Exercise description: Return each line of the following material verbatim, without any alteration.

Dataset entries:
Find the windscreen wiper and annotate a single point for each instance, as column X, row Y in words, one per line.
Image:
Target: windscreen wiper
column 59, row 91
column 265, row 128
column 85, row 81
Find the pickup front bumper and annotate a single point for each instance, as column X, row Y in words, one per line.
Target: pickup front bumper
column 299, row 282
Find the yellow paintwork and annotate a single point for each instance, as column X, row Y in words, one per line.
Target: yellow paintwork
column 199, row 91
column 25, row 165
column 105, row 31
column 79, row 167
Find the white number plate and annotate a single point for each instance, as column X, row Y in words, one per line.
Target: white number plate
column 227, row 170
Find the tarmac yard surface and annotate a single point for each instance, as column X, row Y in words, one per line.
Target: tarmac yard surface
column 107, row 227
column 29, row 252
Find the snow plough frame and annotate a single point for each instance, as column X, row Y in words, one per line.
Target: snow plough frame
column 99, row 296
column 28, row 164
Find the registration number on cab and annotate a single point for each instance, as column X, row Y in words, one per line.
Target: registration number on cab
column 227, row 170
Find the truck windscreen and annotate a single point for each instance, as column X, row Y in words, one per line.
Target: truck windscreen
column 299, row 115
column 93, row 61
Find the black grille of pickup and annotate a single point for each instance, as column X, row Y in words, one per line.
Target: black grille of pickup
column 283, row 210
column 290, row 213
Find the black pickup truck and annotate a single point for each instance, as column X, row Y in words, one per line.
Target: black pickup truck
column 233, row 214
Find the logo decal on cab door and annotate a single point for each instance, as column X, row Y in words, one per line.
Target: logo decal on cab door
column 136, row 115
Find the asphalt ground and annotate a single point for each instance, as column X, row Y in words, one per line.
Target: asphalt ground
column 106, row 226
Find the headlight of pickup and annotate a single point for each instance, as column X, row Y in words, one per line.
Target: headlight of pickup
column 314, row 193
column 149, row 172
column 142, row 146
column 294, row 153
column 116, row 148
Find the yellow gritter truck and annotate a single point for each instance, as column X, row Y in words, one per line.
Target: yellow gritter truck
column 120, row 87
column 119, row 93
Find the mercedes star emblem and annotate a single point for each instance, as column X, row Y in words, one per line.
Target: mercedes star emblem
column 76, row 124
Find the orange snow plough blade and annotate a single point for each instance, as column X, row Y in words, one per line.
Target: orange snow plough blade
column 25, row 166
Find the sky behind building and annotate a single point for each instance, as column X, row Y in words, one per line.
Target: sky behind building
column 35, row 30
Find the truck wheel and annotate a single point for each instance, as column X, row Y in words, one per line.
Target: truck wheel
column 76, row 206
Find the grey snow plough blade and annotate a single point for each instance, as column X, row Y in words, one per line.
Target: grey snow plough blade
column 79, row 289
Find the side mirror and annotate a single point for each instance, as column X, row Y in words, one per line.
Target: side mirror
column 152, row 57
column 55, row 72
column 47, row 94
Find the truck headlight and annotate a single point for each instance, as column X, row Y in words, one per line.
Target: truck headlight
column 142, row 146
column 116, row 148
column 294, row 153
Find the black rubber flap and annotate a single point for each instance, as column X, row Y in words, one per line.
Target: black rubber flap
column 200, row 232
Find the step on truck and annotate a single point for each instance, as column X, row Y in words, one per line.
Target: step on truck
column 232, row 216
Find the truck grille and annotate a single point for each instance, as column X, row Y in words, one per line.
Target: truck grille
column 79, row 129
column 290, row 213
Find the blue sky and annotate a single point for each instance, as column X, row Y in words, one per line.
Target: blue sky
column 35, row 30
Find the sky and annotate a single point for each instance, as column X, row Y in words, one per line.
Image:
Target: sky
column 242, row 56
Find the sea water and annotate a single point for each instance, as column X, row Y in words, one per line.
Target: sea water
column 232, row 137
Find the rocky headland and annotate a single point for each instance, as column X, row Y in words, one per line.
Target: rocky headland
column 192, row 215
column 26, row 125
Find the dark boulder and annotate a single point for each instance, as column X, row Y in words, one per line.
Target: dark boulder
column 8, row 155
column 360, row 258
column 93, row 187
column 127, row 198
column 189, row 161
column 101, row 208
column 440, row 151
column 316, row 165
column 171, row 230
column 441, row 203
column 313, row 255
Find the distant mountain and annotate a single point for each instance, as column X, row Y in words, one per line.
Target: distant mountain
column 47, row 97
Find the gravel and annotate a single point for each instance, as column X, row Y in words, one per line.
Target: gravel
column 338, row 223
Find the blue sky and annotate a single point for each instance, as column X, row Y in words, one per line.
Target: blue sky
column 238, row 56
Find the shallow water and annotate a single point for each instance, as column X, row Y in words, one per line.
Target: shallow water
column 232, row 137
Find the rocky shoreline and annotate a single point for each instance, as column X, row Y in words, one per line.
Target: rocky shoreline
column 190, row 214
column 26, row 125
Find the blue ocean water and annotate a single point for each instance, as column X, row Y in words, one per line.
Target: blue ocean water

Reply to the task:
Find the windscreen wiper and annotate a single point for each instance, as column X, row Y in words, one per line.
Image:
Target: windscreen wiper
column 59, row 91
column 265, row 128
column 85, row 81
Find the pickup front bumper and annotate a single point for each instance, as column X, row Y in words, one per line.
Target: pickup front bumper
column 299, row 282
Find the yellow paintwork and annotate a single point for each instance, as column X, row Y in words, one per line.
Target: yellow paintwork
column 199, row 91
column 25, row 165
column 105, row 31
column 79, row 167
Find the white number plate and annotate a single point for each instance, as column X, row Y in words, one per line.
Target: white number plate
column 227, row 170
Find the tarmac yard surface and annotate a single point for each instance, as column X, row Y in words, one per line.
Target: tarmac yard surface
column 107, row 227
column 29, row 252
Find the snow plough frame and annotate a single point for each instance, as column X, row Y in words, one per line.
Target: snow plough frame
column 99, row 296
column 28, row 164
Find the registration number on cab and annotate a single point for each instance, as column X, row Y in words, one per line.
Target: registration number on cab
column 227, row 170
Find the truck windscreen and annotate a single point for each instance, as column X, row Y in words, one per line.
Target: truck windscreen
column 299, row 115
column 93, row 61
Find the black grille of pickup and annotate a single point for each instance, as column X, row Y in words, one per line.
Target: black grille of pickup
column 283, row 210
column 290, row 213
Find the black pickup truck and annotate a single point for each instance, as column X, row Y in words, one per line.
Target: black pickup truck
column 233, row 214
Find the logo decal on cab door and annotate a single point for each instance, as column X, row Y in words, one per line.
Target: logo decal on cab door
column 136, row 115
Find the asphalt ground and annotate a single point for each instance, as column X, row Y in words, one per line.
Target: asphalt ground
column 106, row 226
Find the headlight of pickup and annotate a single point for each instance, as column X, row Y in words, one per line.
Target: headlight of pickup
column 314, row 193
column 149, row 172
column 142, row 146
column 294, row 153
column 116, row 148
Find the yellow gritter truck and annotate a single point for each instance, as column X, row Y in words, one per line.
Target: yellow gritter truck
column 120, row 87
column 119, row 93
Find the mercedes star emblem and annotate a single point for each instance, as column X, row Y in words, one per line.
Target: mercedes star emblem
column 76, row 124
Find the orange snow plough blade and annotate a single point for each instance, as column X, row Y in words, one per line.
Target: orange snow plough blade
column 25, row 166
Find the sky behind building and annotate a single point for each instance, as column X, row Y in words, one per line.
Target: sky behind building
column 35, row 30
Find the truck wheel and annotate a single point for each instance, as column X, row Y in words, one per line.
Target: truck wheel
column 76, row 206
Find the grey snow plough blade and annotate a single point for each instance, as column X, row Y in words, one per line.
Target: grey snow plough blade
column 79, row 289
Find the side mirror and annotate a single point for each instance, as column X, row Y in words, one per line.
Target: side mirror
column 152, row 57
column 55, row 72
column 47, row 94
Find the truck headlight and annotate a single point for each instance, as column X, row Y in words, one per line.
Target: truck headlight
column 142, row 146
column 116, row 148
column 294, row 153
Find the black rubber flap and annotate a single point for each instance, as column X, row Y in words, one per line.
Target: black rubber flap
column 200, row 232
Find the step on truck and annotate a single point for each instance, as column X, row Y in words, one per line.
Target: step on truck
column 232, row 216
Find the truck grille and annotate a single point for each instance, as column X, row Y in words, one per line.
Target: truck grille
column 79, row 129
column 290, row 213
Find the blue sky and annotate a single point for each instance, as column X, row Y in words, one per line.
Target: blue sky
column 35, row 30
Find the sky and annotate a single point for each instance, as column X, row Y in words, one per line.
Image:
Target: sky
column 242, row 56
Find the sea water and annotate a single point for each instance, as column X, row Y in words, one per line.
Target: sea water
column 232, row 137
Find the rocky headland and annotate a single point for each instance, as column X, row Y in words, one per line.
Target: rocky headland
column 192, row 215
column 26, row 125
Find the dark boulder and annotate a single point for each instance, as column X, row Y in words, one per line.
Target: dark boulder
column 8, row 155
column 360, row 258
column 93, row 187
column 127, row 198
column 189, row 161
column 101, row 208
column 440, row 151
column 316, row 165
column 171, row 230
column 441, row 203
column 313, row 255
Find the distant mountain and annotate a single point for each instance, as column X, row Y in words, one per line.
Target: distant mountain
column 47, row 97
Find the gravel and annotate a single point for each instance, as column X, row Y in words, one per line.
Target: gravel
column 338, row 223
Find the blue sky and annotate a single point for each instance, as column X, row Y in words, one per line.
Target: blue sky
column 238, row 56
Find the shallow water and annotate a single point for each instance, as column X, row Y in words, one per line.
Target: shallow water
column 232, row 137
Find the rocky shoreline and annotate a single point for each instance, as column X, row Y in words, one per line.
Target: rocky shoreline
column 190, row 214
column 26, row 125
Find the blue ocean water and annotate a single point for each instance, as column X, row Y in words, one per line.
Target: blue ocean water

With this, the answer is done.